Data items
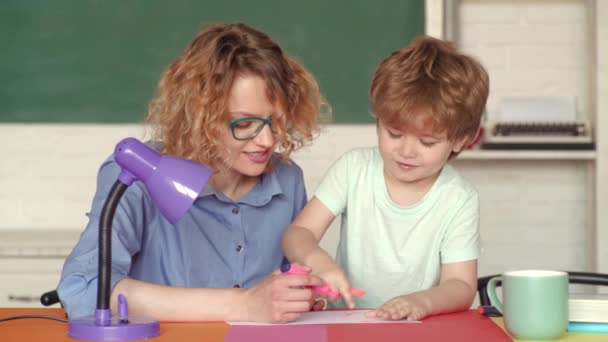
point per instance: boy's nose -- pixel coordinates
(408, 148)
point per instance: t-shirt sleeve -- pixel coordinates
(333, 189)
(461, 241)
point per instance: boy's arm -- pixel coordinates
(301, 245)
(455, 292)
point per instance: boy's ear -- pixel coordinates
(464, 142)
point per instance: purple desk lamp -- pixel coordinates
(173, 185)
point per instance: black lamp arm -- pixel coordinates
(105, 244)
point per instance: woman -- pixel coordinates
(235, 102)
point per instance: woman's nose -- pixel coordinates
(265, 137)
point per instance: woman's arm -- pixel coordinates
(277, 298)
(301, 240)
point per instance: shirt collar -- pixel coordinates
(261, 193)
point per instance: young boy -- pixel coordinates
(409, 234)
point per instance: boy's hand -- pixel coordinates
(336, 280)
(410, 307)
(279, 298)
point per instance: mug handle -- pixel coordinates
(491, 291)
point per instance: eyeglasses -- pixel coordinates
(249, 127)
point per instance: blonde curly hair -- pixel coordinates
(188, 115)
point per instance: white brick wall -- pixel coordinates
(534, 213)
(530, 47)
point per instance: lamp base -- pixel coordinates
(133, 328)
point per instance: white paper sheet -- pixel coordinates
(332, 317)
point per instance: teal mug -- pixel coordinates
(535, 303)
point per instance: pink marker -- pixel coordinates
(324, 289)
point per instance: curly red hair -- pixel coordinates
(430, 77)
(188, 114)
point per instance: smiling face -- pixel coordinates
(414, 156)
(248, 98)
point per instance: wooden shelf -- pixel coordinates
(478, 154)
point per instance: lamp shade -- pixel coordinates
(173, 183)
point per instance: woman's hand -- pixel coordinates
(280, 298)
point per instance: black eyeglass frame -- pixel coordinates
(265, 121)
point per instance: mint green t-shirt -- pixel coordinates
(388, 250)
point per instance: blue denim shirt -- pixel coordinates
(219, 243)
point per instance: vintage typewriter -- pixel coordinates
(537, 123)
(557, 135)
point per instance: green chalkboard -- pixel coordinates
(99, 60)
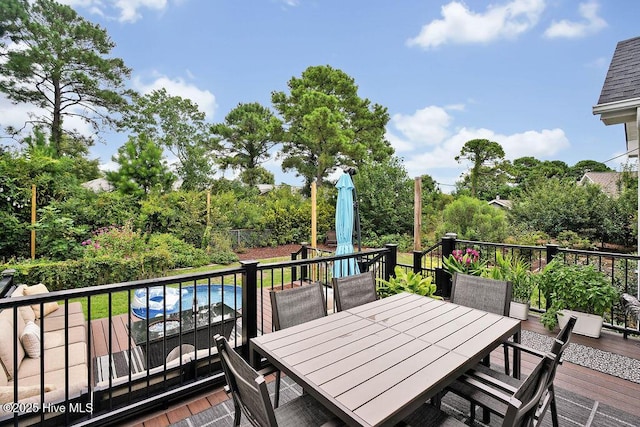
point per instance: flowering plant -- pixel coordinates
(465, 261)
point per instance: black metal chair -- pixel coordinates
(520, 406)
(491, 379)
(290, 307)
(355, 290)
(493, 296)
(248, 389)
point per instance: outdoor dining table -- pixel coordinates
(375, 364)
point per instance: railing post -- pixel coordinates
(552, 251)
(448, 244)
(249, 305)
(417, 262)
(444, 281)
(303, 268)
(6, 282)
(294, 270)
(391, 260)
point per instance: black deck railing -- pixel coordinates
(161, 382)
(622, 270)
(123, 393)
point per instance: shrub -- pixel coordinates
(575, 287)
(407, 281)
(182, 253)
(465, 261)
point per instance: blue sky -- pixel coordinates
(523, 73)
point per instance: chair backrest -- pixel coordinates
(523, 405)
(564, 336)
(248, 388)
(560, 344)
(482, 293)
(355, 290)
(294, 306)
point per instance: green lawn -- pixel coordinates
(120, 302)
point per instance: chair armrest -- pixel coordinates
(334, 422)
(268, 370)
(525, 348)
(488, 389)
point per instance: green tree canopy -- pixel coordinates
(249, 132)
(385, 197)
(327, 124)
(473, 219)
(178, 125)
(57, 61)
(142, 168)
(483, 154)
(557, 205)
(583, 166)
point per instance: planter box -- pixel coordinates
(518, 310)
(588, 325)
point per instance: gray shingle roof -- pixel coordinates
(607, 181)
(623, 78)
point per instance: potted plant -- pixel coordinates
(464, 261)
(407, 281)
(579, 290)
(515, 270)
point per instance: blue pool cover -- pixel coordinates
(166, 300)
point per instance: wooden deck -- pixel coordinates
(606, 389)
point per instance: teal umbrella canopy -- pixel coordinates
(344, 227)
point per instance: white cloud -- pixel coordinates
(591, 24)
(128, 10)
(462, 26)
(205, 100)
(428, 126)
(438, 158)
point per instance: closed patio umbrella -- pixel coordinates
(344, 227)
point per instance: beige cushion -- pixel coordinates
(49, 307)
(54, 359)
(56, 323)
(77, 380)
(10, 336)
(25, 311)
(56, 338)
(30, 340)
(3, 375)
(73, 307)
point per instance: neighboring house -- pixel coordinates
(609, 182)
(98, 185)
(619, 101)
(501, 203)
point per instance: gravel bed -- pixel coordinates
(603, 361)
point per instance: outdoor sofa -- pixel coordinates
(59, 344)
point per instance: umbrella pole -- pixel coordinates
(357, 217)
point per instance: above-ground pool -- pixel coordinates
(165, 301)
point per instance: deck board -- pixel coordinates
(612, 391)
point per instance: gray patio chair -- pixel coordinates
(248, 390)
(520, 406)
(493, 296)
(352, 291)
(494, 379)
(294, 306)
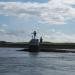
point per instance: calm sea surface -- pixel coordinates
(13, 62)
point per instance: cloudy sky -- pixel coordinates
(54, 20)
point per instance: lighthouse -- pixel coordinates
(34, 43)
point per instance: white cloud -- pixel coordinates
(58, 36)
(55, 11)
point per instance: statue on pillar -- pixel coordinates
(34, 34)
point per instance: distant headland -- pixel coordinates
(36, 45)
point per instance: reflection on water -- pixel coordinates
(14, 62)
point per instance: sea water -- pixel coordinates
(14, 62)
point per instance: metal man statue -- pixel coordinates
(34, 33)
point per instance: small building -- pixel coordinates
(34, 43)
(41, 40)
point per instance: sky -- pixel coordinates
(54, 20)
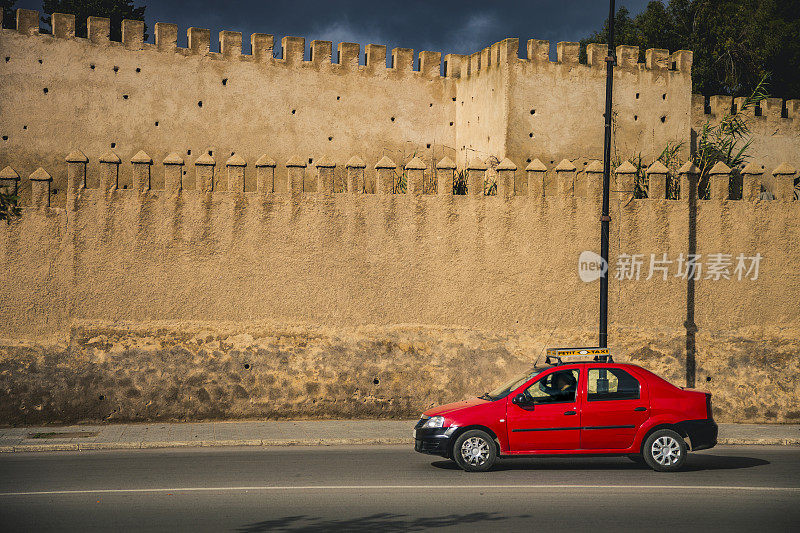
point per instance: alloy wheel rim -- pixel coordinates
(475, 451)
(666, 451)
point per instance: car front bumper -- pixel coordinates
(702, 433)
(433, 441)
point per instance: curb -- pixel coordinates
(147, 445)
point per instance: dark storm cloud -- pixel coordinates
(448, 26)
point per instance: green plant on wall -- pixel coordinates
(727, 142)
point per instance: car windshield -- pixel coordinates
(506, 389)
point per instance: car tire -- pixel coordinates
(474, 451)
(665, 451)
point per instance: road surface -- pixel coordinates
(391, 488)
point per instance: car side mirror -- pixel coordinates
(521, 401)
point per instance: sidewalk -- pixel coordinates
(283, 433)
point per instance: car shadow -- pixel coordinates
(384, 522)
(694, 463)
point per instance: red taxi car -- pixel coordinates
(593, 406)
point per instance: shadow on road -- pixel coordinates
(375, 522)
(694, 463)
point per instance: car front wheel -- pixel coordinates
(665, 451)
(474, 451)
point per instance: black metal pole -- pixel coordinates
(605, 219)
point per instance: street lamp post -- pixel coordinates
(605, 219)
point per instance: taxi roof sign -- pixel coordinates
(592, 354)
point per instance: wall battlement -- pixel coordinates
(385, 177)
(320, 101)
(292, 50)
(775, 111)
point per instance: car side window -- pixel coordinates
(555, 387)
(611, 384)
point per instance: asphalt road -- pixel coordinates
(391, 488)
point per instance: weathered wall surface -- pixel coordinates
(186, 290)
(317, 102)
(193, 371)
(157, 300)
(775, 131)
(160, 98)
(556, 109)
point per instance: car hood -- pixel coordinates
(453, 407)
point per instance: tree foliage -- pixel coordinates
(116, 10)
(9, 15)
(736, 43)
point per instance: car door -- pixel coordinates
(550, 419)
(615, 406)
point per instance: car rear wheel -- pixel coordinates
(665, 451)
(474, 451)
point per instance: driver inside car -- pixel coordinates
(563, 389)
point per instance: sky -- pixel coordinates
(447, 26)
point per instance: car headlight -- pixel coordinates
(434, 422)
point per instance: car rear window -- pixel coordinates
(612, 384)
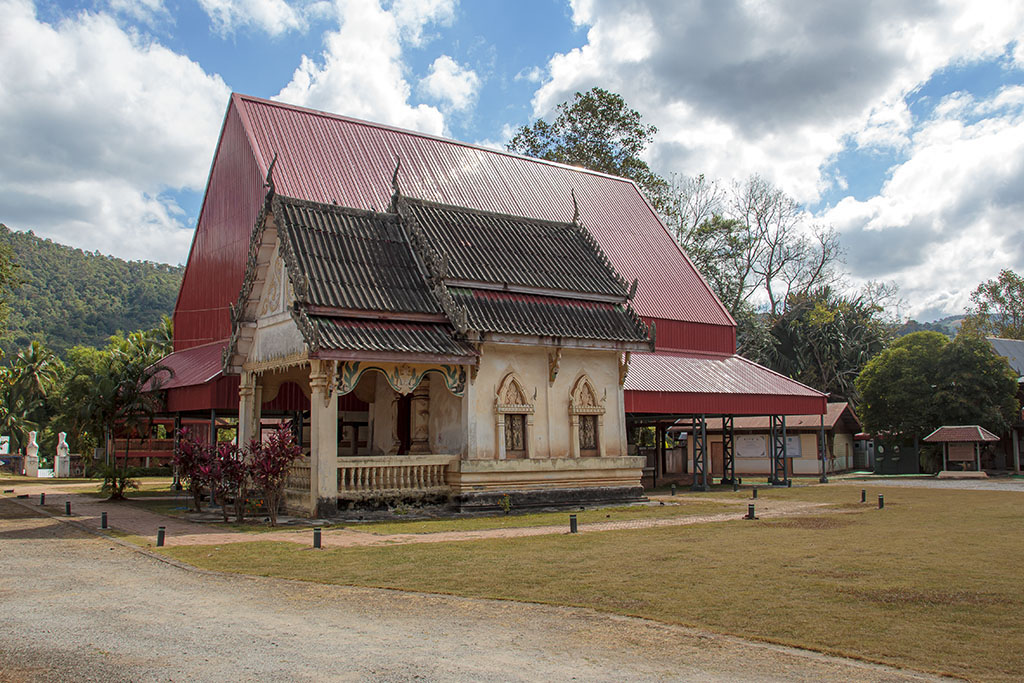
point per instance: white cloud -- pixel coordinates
(948, 217)
(776, 89)
(97, 125)
(451, 82)
(412, 16)
(360, 72)
(272, 16)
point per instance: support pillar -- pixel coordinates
(822, 452)
(700, 455)
(419, 429)
(324, 439)
(247, 408)
(778, 463)
(728, 452)
(1017, 451)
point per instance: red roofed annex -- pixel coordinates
(444, 321)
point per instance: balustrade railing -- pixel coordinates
(392, 473)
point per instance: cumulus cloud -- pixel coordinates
(451, 82)
(360, 72)
(782, 88)
(271, 16)
(949, 216)
(773, 88)
(97, 127)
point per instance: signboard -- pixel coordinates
(748, 445)
(755, 445)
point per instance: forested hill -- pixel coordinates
(69, 296)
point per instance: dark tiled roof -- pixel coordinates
(386, 336)
(487, 247)
(351, 259)
(548, 316)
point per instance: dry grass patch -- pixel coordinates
(929, 583)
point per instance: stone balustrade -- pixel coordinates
(385, 475)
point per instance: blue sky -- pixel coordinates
(898, 124)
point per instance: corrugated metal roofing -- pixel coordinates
(511, 250)
(192, 367)
(709, 374)
(327, 158)
(1012, 350)
(548, 316)
(835, 413)
(352, 259)
(961, 434)
(386, 336)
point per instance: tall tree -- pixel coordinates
(925, 381)
(597, 130)
(997, 307)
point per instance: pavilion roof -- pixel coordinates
(961, 434)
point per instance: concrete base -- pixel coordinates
(955, 474)
(547, 498)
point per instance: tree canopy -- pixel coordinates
(599, 131)
(997, 307)
(924, 381)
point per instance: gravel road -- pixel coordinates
(78, 607)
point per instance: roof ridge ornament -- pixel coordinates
(395, 193)
(269, 175)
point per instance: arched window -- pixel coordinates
(514, 417)
(586, 419)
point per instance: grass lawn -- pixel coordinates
(679, 507)
(932, 582)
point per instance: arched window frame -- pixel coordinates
(511, 399)
(584, 401)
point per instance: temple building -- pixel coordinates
(449, 323)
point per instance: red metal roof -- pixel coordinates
(961, 434)
(194, 366)
(714, 384)
(328, 158)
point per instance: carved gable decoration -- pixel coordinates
(511, 396)
(583, 398)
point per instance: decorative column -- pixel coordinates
(324, 439)
(247, 407)
(419, 428)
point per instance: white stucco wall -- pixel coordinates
(551, 426)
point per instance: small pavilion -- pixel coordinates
(961, 443)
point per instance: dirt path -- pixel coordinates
(134, 520)
(79, 607)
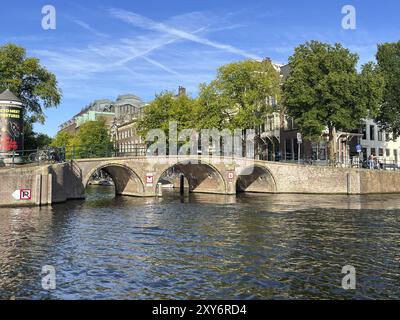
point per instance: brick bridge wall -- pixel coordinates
(61, 182)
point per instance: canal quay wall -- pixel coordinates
(58, 183)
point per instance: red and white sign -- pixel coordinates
(22, 194)
(149, 179)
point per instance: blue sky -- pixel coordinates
(101, 49)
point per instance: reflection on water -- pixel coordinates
(203, 246)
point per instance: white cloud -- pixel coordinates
(146, 23)
(86, 26)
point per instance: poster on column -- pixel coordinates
(11, 128)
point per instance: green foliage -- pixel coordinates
(62, 139)
(325, 90)
(34, 140)
(36, 86)
(237, 98)
(92, 133)
(92, 139)
(164, 109)
(388, 58)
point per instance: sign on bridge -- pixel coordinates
(22, 194)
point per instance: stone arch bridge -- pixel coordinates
(139, 176)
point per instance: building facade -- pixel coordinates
(120, 115)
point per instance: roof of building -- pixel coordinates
(127, 97)
(9, 96)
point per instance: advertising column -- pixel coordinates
(11, 124)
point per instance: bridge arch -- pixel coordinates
(257, 179)
(126, 180)
(202, 177)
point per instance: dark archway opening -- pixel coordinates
(194, 178)
(255, 179)
(117, 179)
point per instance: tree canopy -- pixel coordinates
(325, 90)
(239, 96)
(388, 57)
(30, 81)
(166, 108)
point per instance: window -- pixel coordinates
(365, 155)
(296, 149)
(288, 149)
(371, 133)
(380, 135)
(364, 131)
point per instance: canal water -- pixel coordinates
(203, 247)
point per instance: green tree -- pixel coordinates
(238, 97)
(325, 91)
(388, 58)
(92, 139)
(166, 108)
(30, 81)
(62, 139)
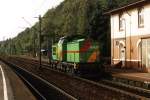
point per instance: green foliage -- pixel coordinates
(71, 17)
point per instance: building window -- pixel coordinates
(141, 17)
(121, 26)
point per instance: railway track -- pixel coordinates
(77, 87)
(42, 89)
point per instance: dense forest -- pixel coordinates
(71, 17)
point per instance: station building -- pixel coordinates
(130, 35)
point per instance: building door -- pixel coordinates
(146, 53)
(122, 54)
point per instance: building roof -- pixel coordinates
(129, 6)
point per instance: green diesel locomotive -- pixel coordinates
(79, 56)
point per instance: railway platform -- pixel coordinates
(132, 77)
(11, 86)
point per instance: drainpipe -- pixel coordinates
(125, 39)
(130, 35)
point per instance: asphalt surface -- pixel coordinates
(15, 89)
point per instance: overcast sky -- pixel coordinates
(13, 11)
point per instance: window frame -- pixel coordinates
(140, 17)
(121, 27)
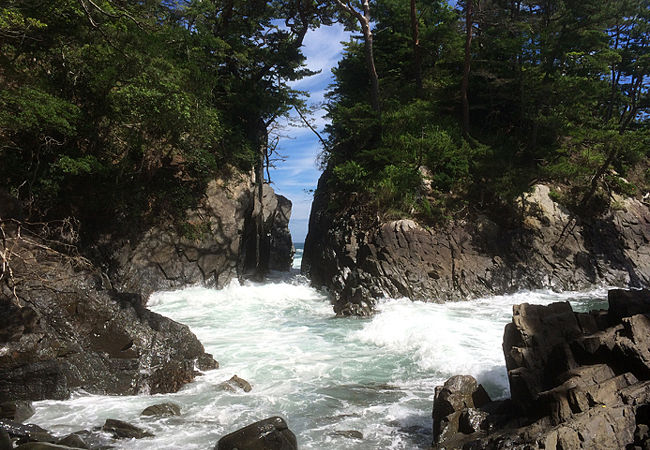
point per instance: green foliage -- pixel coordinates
(557, 90)
(125, 110)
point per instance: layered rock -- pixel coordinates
(360, 258)
(577, 380)
(65, 327)
(214, 245)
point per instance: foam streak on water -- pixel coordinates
(322, 374)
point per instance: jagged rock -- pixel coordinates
(41, 446)
(162, 410)
(18, 411)
(25, 433)
(215, 244)
(626, 303)
(578, 381)
(268, 434)
(455, 407)
(124, 430)
(535, 347)
(234, 384)
(361, 258)
(84, 335)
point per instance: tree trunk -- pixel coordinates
(466, 66)
(417, 56)
(364, 21)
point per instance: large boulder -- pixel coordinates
(268, 434)
(577, 380)
(361, 257)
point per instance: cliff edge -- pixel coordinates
(360, 258)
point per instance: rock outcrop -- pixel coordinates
(577, 380)
(360, 258)
(65, 327)
(215, 244)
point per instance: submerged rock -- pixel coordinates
(349, 434)
(124, 430)
(72, 330)
(577, 380)
(268, 434)
(214, 245)
(455, 407)
(42, 446)
(162, 410)
(23, 433)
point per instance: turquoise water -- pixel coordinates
(322, 374)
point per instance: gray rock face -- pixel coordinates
(578, 381)
(268, 434)
(235, 384)
(71, 330)
(213, 245)
(360, 259)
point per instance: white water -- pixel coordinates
(322, 374)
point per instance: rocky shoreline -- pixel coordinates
(359, 258)
(577, 381)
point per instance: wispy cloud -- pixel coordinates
(297, 177)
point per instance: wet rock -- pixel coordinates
(349, 434)
(18, 411)
(5, 441)
(234, 384)
(627, 303)
(41, 446)
(535, 346)
(74, 441)
(85, 335)
(214, 245)
(576, 383)
(162, 410)
(361, 258)
(124, 430)
(268, 434)
(25, 433)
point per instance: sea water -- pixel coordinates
(326, 376)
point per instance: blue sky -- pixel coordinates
(296, 176)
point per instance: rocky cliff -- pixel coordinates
(360, 258)
(68, 322)
(577, 380)
(215, 244)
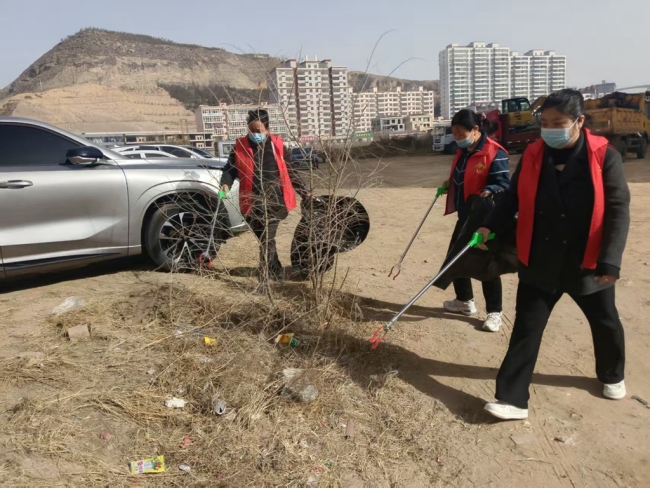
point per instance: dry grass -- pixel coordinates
(118, 383)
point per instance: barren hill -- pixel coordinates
(103, 81)
(135, 61)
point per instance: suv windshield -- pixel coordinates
(198, 151)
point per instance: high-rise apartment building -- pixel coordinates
(313, 96)
(230, 121)
(537, 73)
(481, 73)
(373, 104)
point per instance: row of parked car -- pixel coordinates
(300, 157)
(67, 202)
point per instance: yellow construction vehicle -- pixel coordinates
(624, 119)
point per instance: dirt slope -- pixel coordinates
(97, 108)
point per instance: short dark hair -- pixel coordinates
(467, 119)
(568, 102)
(259, 114)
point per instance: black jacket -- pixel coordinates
(266, 179)
(563, 211)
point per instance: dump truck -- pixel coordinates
(624, 119)
(514, 126)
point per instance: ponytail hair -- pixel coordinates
(468, 119)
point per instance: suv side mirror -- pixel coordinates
(84, 155)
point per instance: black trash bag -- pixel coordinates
(328, 226)
(484, 265)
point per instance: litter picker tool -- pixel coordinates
(204, 258)
(398, 266)
(376, 339)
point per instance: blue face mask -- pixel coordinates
(256, 137)
(558, 138)
(465, 143)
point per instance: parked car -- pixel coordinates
(178, 151)
(146, 154)
(199, 152)
(305, 157)
(67, 202)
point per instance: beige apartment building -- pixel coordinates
(228, 122)
(371, 105)
(313, 97)
(418, 122)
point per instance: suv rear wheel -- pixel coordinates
(178, 238)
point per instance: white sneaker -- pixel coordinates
(504, 411)
(615, 392)
(493, 322)
(456, 306)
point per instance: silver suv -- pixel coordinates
(66, 202)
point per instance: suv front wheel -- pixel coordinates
(181, 238)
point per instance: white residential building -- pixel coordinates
(313, 96)
(393, 123)
(230, 121)
(537, 73)
(481, 73)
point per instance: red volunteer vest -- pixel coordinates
(477, 170)
(246, 168)
(531, 165)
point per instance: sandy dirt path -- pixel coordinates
(573, 437)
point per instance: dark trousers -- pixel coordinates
(492, 291)
(265, 230)
(533, 311)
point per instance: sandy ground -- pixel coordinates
(573, 437)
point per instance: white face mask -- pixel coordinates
(465, 143)
(558, 138)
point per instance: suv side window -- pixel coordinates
(24, 145)
(181, 153)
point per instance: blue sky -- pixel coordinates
(603, 39)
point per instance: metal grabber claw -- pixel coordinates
(441, 191)
(475, 241)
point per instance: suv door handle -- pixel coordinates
(15, 184)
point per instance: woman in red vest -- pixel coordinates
(266, 187)
(573, 203)
(481, 168)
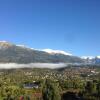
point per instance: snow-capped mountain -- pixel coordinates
(11, 53)
(56, 52)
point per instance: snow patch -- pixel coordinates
(56, 52)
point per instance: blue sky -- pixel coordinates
(70, 25)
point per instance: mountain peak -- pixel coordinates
(56, 51)
(5, 44)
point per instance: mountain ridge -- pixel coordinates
(10, 52)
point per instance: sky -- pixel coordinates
(69, 25)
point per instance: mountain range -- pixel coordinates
(11, 53)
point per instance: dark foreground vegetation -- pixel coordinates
(71, 83)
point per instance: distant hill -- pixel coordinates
(11, 53)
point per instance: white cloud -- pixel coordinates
(85, 57)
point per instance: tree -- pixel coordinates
(51, 91)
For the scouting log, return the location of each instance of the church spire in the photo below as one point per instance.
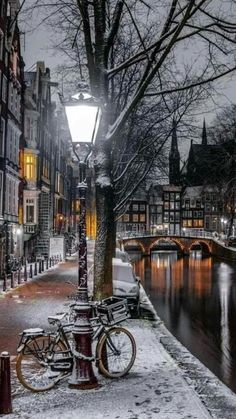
(174, 158)
(174, 143)
(204, 134)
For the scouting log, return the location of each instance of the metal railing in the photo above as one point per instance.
(183, 233)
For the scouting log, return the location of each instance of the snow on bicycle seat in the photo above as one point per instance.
(58, 316)
(34, 331)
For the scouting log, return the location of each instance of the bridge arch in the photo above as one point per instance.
(134, 242)
(205, 246)
(174, 240)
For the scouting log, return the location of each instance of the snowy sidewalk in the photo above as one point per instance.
(156, 388)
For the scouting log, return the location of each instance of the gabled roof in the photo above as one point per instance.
(208, 163)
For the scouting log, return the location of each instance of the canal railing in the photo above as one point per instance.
(26, 271)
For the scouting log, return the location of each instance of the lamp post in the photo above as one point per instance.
(83, 114)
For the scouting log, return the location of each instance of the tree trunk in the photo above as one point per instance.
(106, 225)
(105, 243)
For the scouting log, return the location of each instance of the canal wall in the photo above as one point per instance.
(222, 251)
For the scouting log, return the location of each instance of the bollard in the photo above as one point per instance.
(5, 384)
(35, 268)
(12, 279)
(25, 271)
(19, 275)
(4, 285)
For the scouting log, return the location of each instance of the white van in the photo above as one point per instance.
(125, 282)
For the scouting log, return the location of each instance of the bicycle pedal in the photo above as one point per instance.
(67, 366)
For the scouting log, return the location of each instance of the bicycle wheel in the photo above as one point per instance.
(116, 352)
(32, 368)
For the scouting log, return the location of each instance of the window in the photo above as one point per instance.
(198, 203)
(1, 191)
(177, 216)
(2, 136)
(166, 217)
(1, 45)
(197, 223)
(4, 88)
(142, 218)
(187, 203)
(29, 211)
(172, 217)
(153, 209)
(30, 163)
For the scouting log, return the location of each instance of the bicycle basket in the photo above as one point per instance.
(113, 310)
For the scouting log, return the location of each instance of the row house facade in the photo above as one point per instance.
(11, 129)
(189, 201)
(46, 166)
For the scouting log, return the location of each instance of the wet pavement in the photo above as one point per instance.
(30, 304)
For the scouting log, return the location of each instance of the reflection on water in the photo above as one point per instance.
(196, 298)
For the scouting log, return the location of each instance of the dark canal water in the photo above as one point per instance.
(196, 299)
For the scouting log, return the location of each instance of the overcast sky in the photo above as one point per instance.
(36, 46)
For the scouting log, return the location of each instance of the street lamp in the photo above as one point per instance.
(83, 115)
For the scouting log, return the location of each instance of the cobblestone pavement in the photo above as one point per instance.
(166, 382)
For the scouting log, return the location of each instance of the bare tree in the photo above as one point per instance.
(171, 46)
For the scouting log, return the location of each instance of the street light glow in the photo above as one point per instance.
(83, 120)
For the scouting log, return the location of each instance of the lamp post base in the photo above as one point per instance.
(83, 377)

WORK REQUEST:
Nothing but the lines from the one with "the street lamp" through the final line of the records may appear in the answer, and each must be transcribed exactly.

EXERCISE OUTPUT:
For the scouting log, return the location of each instance of the street lamp in the photo above as one point per instance.
(83, 115)
For the scouting log, return the location of each instance of the cobblestone pavement in the photo above as one point per instance.
(166, 382)
For the scouting log, return the location of each instance of the bare tree in the photo above as one point per instance.
(171, 46)
For the scouting log, return the location of each instance of the street light glow in the photo above as one point per instance.
(83, 120)
For the scouting log, return the location of each instance of the lamp post base in the photo above as one point per instance.
(83, 377)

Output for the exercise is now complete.